╭─ Exercise materials

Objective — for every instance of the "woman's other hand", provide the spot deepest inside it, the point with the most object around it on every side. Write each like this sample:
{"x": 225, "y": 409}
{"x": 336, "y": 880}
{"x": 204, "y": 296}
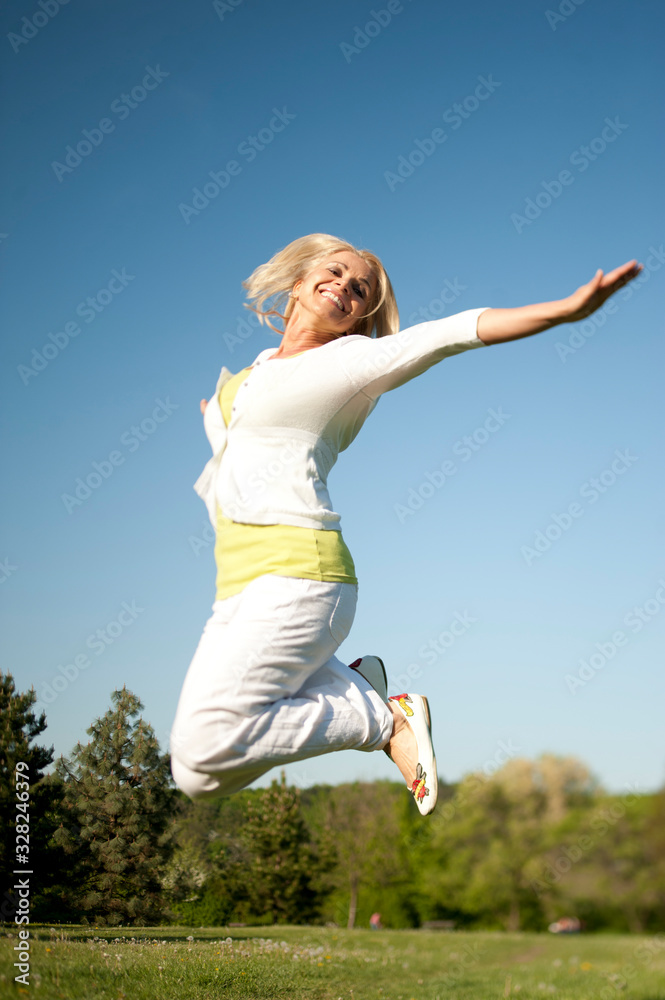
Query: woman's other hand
{"x": 591, "y": 296}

╰─

* _Given problem_
Copy the data above, changing each "woman's other hand" to "child's right hand" and keeping everything else the same. Leave out the pictures.

* _Expected answer_
Objective — for every instance of the "child's right hand", provide the spot deepest inside it, the point with the most object around it on every side. Write each like this sample:
{"x": 225, "y": 409}
{"x": 336, "y": 880}
{"x": 204, "y": 296}
Query: child's right hand
{"x": 591, "y": 296}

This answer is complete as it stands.